### Information shown
┌──
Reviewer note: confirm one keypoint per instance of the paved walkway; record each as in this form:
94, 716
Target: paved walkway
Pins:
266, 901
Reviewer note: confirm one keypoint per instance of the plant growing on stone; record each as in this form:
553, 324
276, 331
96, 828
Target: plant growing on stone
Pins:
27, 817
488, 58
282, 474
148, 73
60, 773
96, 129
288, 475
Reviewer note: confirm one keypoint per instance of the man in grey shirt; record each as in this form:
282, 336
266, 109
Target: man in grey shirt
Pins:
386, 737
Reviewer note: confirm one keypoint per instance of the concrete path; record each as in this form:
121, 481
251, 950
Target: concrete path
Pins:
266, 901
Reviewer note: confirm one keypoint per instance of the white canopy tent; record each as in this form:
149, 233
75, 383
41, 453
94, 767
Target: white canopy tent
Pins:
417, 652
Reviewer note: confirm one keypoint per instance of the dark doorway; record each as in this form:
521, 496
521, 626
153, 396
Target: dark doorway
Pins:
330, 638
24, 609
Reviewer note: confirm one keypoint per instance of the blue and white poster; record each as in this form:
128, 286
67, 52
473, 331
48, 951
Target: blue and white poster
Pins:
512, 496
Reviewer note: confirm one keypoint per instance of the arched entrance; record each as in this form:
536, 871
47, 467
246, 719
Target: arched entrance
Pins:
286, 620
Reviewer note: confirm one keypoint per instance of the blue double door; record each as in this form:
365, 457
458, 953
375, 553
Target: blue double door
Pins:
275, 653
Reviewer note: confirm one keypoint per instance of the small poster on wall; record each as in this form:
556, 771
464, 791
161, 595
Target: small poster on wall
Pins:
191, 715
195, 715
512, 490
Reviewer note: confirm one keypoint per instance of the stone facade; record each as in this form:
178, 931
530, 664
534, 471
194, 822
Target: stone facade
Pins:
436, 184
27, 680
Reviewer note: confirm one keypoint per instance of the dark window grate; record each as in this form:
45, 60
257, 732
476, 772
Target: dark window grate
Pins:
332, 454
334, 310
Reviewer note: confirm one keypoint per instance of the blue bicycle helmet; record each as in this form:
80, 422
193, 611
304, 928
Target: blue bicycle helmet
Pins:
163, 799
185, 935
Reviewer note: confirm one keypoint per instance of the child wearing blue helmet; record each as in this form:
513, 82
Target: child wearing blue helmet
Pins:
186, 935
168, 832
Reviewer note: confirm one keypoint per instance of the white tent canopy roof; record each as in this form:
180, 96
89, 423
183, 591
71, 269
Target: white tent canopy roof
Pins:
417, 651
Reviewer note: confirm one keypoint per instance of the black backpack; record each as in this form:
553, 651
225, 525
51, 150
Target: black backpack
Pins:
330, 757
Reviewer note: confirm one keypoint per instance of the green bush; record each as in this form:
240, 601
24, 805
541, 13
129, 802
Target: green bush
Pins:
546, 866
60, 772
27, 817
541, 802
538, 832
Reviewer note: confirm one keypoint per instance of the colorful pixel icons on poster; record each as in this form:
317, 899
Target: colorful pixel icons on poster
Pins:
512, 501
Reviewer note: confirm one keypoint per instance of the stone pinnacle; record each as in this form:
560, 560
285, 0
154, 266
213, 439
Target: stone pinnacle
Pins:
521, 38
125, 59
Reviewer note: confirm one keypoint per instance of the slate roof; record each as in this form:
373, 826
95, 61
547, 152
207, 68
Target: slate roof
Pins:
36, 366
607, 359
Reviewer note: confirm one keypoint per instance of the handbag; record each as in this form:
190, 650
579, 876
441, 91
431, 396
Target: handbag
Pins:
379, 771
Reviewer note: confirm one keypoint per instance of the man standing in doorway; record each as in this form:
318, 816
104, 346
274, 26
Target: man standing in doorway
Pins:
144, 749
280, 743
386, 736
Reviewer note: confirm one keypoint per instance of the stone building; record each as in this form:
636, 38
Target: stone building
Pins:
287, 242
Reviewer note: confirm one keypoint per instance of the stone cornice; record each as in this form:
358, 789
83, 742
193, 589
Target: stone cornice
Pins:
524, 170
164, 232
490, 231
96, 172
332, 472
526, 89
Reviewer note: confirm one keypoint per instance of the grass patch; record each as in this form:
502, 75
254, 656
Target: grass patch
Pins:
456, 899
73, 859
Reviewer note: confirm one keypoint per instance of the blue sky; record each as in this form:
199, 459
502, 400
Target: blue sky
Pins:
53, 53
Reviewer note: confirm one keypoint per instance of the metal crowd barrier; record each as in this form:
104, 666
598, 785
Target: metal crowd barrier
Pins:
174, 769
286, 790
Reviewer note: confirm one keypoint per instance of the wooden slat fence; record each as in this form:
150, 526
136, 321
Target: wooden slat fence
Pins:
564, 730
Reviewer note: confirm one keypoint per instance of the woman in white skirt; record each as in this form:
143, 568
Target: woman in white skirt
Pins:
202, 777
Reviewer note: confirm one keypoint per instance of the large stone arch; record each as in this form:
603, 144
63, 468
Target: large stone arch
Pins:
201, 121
└──
### What is being asked
Please copy all of the rows above without any changes, from the first through the last.

### Result of the exercise
Reviewer note: confirm one keypoint per instance of the paved walkway; record each as in this form:
94, 716
Target: paved walkway
Pins:
266, 901
Reviewer note: confirm one keypoint per instance of the plant growing on stone; record each as in this form:
553, 324
276, 331
96, 828
Target: plant growing on stone
Pins:
27, 817
488, 58
282, 474
148, 73
60, 773
96, 129
288, 475
Reviewer note: confirm one keypoint per instance of the man in grey shirt; record each as in this form:
282, 336
266, 109
Target: man in grey shirt
Pins:
386, 737
Reviewer note: confirm one keypoint per instance of the concrete path; record each as in this form:
121, 481
251, 950
Target: concrete path
Pins:
266, 901
Reviewer note: confirm one keypoint per instance of the white canopy tent; record each as in this form:
149, 233
75, 383
41, 453
94, 767
Target: white canopy tent
Pins:
417, 652
Reviewer note: confirm one keypoint per instance of the dark doorway; record each as in this form:
521, 496
521, 626
153, 396
Target: dark doorway
Pins:
330, 638
24, 609
Reviewer note: confirm one keypoint per instance of the blue and white poster; record each as in this form:
128, 286
67, 52
473, 331
48, 951
Target: blue and white poster
Pins:
512, 496
Reviewer note: confirm one keypoint per instance of the arched entrance; record each as in this form:
536, 871
47, 467
246, 719
Target: arched entrance
Pins:
286, 620
Reviewer note: confirm one keypoint per instance of the blue double door; record each as in this form:
365, 457
458, 953
375, 553
Target: blue double door
Pins:
275, 653
Reviewer note: confirm one keypoint per instance of the small poster on wall; record each as in this form:
556, 771
464, 791
161, 595
Target: small poster on wall
Pins:
191, 715
195, 715
512, 490
Reviewer note: confirm one keypoint per instance of the stone facade; record each as in this form:
178, 931
530, 664
534, 471
194, 822
Target: stone facade
Pins:
436, 184
27, 680
Reviewer note: confirm one keypoint per instance of the dark window grate; record each as in this form:
45, 60
257, 732
476, 772
Target: dark window grate
Pins:
332, 454
334, 310
Reviewer note: confirm one keypoint per instance of the blue bicycle helmet; record each as in this form:
80, 422
193, 611
304, 928
Target: blue bicycle helmet
Pins:
163, 799
185, 935
Reviewer note: confirm one keypoint per instance of the child wearing blue helmet; record each as in this form:
513, 82
Target: child wearing blue helmet
Pins:
186, 935
168, 832
Reviewer note: confirm one keypoint per instance of the white tent canopy roof; record each as in this form:
180, 96
89, 423
183, 591
71, 269
Target: white tent canopy roof
Pins:
417, 651
Reviewer note: confirm one keypoint per instance of the black backpack; record each as in this form:
553, 651
225, 525
51, 150
Target: black backpack
Pins:
330, 757
Reviewer note: confirm one keypoint per instance of the green bush; record each as in this form:
240, 601
24, 805
541, 13
129, 802
Target: green bush
Pins:
546, 866
60, 772
27, 817
541, 802
538, 832
Reviewer note: confirm one keypoint per instance of the colorful pixel icons on poster; record each as in this form:
317, 899
Target: colorful pixel icons on poster
Pins:
512, 501
Reviewer note: confirm one keypoint per instance of the stone pinnacle; record each as in this form:
560, 560
285, 0
154, 266
213, 439
Target: stone pinnacle
Pins:
521, 38
125, 59
Reviewer note: confirm one keypoint per instance of the slate roof; record each as in this form:
373, 826
95, 61
547, 152
207, 68
Target: slate roof
Pins:
36, 366
607, 359
Reviewer note: confirm one keypoint per instance of the handbag; record each as in this form:
190, 650
579, 876
441, 91
431, 396
Target: handbag
Pins:
379, 771
Reviewer note: confirm one keypoint per instance of the man standing in doorway; record each as in this form:
318, 816
104, 346
274, 26
Target: man standing in doorway
Pins:
144, 749
280, 743
386, 736
Reviewer note: confirm one keypoint per instance of the stone building; record each as in this form:
636, 38
Target: stone building
Pins:
287, 242
Reviewer note: confirm one keypoint per instance of the stone cornice; record each as in this form:
358, 789
83, 742
193, 589
Target: stone cornice
Pins:
524, 170
164, 232
490, 231
96, 172
332, 472
526, 89
Reviewer note: confirm one keypoint per instance of the grass patch; record each as in this form:
502, 75
254, 656
Target: grass patch
Pins:
456, 899
73, 859
Reviewer note: confirm one keypoint per instance of the blue sky; record each as in this form:
199, 459
502, 400
Target: blue sky
Pins:
53, 53
Reviewer note: confirm one keypoint per instance of the metal crowd barrier; record each as in this form:
104, 666
598, 785
Target: metal crowd barrier
Pins:
174, 769
286, 790
Reviewer note: confirm one keypoint per instance of the wooden slat fence; record each as in this form:
150, 526
136, 321
Target: wooden slat fence
Pins:
564, 730
Reviewer note: confirm one keypoint per instance of the woman in white skirt; record each as in this form:
143, 568
Target: woman in white skirt
Pins:
202, 777
Reviewer note: confirm one keypoint per instance of the large stone arch; record each as in this form:
603, 144
63, 468
Target: large stone arch
Pins:
201, 121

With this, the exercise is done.